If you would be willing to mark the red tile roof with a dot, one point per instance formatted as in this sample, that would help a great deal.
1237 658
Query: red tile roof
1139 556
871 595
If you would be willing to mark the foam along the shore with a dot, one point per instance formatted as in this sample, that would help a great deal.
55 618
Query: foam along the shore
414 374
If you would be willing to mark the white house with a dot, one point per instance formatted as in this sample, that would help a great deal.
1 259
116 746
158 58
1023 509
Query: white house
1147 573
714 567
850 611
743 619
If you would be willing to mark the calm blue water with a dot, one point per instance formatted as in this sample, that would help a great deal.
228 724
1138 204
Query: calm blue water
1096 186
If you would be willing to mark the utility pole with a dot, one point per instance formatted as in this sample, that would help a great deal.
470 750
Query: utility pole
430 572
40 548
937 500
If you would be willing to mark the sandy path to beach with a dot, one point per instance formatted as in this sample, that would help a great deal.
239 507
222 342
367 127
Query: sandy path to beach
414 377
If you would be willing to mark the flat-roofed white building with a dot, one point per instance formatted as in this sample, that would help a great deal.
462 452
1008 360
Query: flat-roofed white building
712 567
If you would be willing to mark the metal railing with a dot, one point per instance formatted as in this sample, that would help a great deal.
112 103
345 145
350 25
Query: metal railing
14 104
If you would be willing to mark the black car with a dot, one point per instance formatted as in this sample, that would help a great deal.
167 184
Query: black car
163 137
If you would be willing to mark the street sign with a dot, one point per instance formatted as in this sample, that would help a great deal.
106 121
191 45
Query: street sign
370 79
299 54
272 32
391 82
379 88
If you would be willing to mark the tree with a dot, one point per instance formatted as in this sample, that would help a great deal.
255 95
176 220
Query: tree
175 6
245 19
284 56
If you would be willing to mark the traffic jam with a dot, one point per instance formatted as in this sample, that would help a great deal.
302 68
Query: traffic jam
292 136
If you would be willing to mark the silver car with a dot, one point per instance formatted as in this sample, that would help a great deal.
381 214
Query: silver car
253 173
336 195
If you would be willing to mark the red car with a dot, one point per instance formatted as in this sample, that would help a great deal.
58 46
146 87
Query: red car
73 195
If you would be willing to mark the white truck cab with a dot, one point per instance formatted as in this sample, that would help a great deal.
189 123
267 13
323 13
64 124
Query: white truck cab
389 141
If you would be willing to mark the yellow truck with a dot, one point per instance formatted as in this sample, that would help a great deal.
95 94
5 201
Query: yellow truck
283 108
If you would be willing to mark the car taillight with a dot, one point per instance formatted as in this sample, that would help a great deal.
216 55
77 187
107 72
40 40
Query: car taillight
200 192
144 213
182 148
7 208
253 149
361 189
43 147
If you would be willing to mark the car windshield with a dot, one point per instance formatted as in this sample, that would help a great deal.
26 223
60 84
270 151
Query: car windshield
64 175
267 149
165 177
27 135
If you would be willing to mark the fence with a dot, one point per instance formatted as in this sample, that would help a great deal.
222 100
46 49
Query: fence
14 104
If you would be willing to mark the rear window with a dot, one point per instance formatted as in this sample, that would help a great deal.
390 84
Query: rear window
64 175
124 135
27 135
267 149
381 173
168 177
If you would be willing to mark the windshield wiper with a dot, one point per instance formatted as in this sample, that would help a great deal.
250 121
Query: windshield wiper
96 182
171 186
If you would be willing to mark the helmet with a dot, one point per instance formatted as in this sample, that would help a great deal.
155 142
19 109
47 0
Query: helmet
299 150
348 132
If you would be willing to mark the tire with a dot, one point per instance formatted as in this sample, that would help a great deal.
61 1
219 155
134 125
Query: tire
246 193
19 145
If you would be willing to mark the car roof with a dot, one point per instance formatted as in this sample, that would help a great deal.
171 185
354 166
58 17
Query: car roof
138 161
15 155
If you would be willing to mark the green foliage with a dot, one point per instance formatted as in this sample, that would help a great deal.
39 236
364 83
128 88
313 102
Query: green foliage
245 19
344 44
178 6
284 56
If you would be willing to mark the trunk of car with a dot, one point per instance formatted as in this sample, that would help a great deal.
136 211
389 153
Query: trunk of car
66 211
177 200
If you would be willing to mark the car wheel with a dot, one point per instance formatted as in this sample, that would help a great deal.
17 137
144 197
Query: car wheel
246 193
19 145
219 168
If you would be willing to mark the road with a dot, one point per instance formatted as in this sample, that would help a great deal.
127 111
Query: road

+-------+

WORK TO BE COMPLETED:
Print the whole listing again, exactly.

EXERCISE OUTPUT:
If you would be willing to mark the red tile roof with a dot, one point per instance formatted as in this sample, that would help a great deal.
1237 658
Query: red tile roof
1139 556
871 595
If you would be willing to mark the foam along the shore with a dot, one point per instance formatted as in this sample, that would help a great deal.
55 618
Query: foam along the shore
414 374
If you would be willing to mark the white house with a dot, one point per instance formatted as in this sample, that would help a great deal.
1 259
116 746
158 58
1023 509
Query: white house
1147 573
714 567
850 611
743 619
If you would be willing to mark the calm blue water with a dot, one point per instance formatted as in this sample, that would help a great deal.
228 724
1138 204
Query: calm blue water
1096 186
If you would be willing to mark the utility pole with a dot, one point per instance formatted as in this sample, that would help a great deal.
470 750
Query: utility pole
430 572
40 548
937 500
If you would be willing to mark the sandy path to beach with a dot, one point per instance formatted as in this sample, that would help a great deal.
239 507
222 342
367 127
Query: sandy path to beach
414 377
If you would be willing to mark the flat-roofed white building with a dot, one point per instance formatted as in this sample, that would help a great deal.
462 452
1008 360
Query: flat-roofed white building
712 567
If you would be willing to mark the metal railing with a dot, one point per instance formatted as in this sample, that would help a great deal.
112 103
345 145
350 25
Query: metal railing
14 104
If you would be willing to mark the black car with a dot, one point per instance formatted as in this sample, that would help a great deal.
167 184
Query: black car
163 137
If you would be willing to mark the street sign with a dot, one point per instance formatted as in this sample, that would help a great deal.
106 121
191 45
Query: street sign
370 79
299 54
272 32
391 82
379 88
If you would be willing to mark the tree with a dot, one point per instance formatted as in this sample, that would help a great deal.
255 95
176 220
Query: tree
175 6
245 19
284 56
If you would be willing to mark the traffic jam with a dot, one point per instance formatted as in this sample, that would help a great deal.
302 68
Query: traffic jam
292 136
If you would be willing to mark the silver car with a dot, one point per instance formatted as in this sample, that would help a great deal.
381 214
Query: silver car
253 173
336 195
If you would be willing to mark the red car with a dot, one point per instance formatted as in this sample, that would help a great deal.
58 46
146 87
Query: red car
73 195
If you would be willing to mark the white truck cab with a dot, one point per instance formatted as in this sample, that would help a great deal.
189 123
267 13
323 13
64 124
Query: white truck cab
389 141
If you would be willing to mark the yellow truck with a dot, one point per instance formatted as in this sample, that would help a great deal.
95 94
5 201
Query: yellow truck
283 108
If you would be willing to mark the car taillight with a dot, one point per instance formatted as in this sample, that would help a great deal.
216 55
77 187
107 72
40 40
Query: car taillight
200 192
144 213
182 148
7 208
253 149
361 189
43 147
If you would be willing to mark the car windshield with a dot, one point per instance formatted as in this sample, that would help a great deal.
26 223
60 84
270 151
Query: car windshield
64 175
267 149
165 177
27 135
If you would be willing to mark the fence with a dot, one point per instance formatted as in this sample, that would help a great deal.
222 100
46 49
Query: fence
14 104
If you would be willing to mark the rear window with a dot, one point per instance formatted as in this sample, that would help a great deal.
390 84
Query: rear window
64 175
124 135
27 135
267 149
381 173
168 177
If you would be willing to mark the windshield wiper with a dot, one point per instance formatted as in this sample, that would help a great deal.
250 121
Query: windshield wiper
96 182
171 186
If you would be willing to mark the helmet with a dot, one point per instance formatted as in this sample, that would help a great deal.
155 142
19 109
47 0
Query: helmet
299 150
348 132
If you would be willing to mark the tire with a dot, one point per instance formatted as in this sample, that would help a great deal.
61 1
219 155
134 125
Query: tire
246 193
19 145
If you would be willing to mark the car roof with a dot, one point per instance formatted as in this sample, that would help a great deal.
171 185
354 166
58 17
Query: car roof
138 161
15 155
If you would be willing to mark the green foliage with a dot, one point per instance formatted as in this sample, that would help a great deal.
39 236
364 83
128 88
313 102
Query: green foliage
245 19
344 44
178 6
284 56
If you would be willing to mark the trunk of car with a dot, one point per instance formatted as in this sample, that would help a great deal.
136 211
389 153
Query: trunk of car
66 211
177 200
If you would be willing to mark the car wheel with a dot, one point per instance formatted as in this sample, that would help a great deal.
17 137
144 197
Query: car wheel
246 193
19 145
219 168
If you would be willing to mark the road with a dot, one point per instance formatted as in this sample, that would help a great deal.
127 111
Query: road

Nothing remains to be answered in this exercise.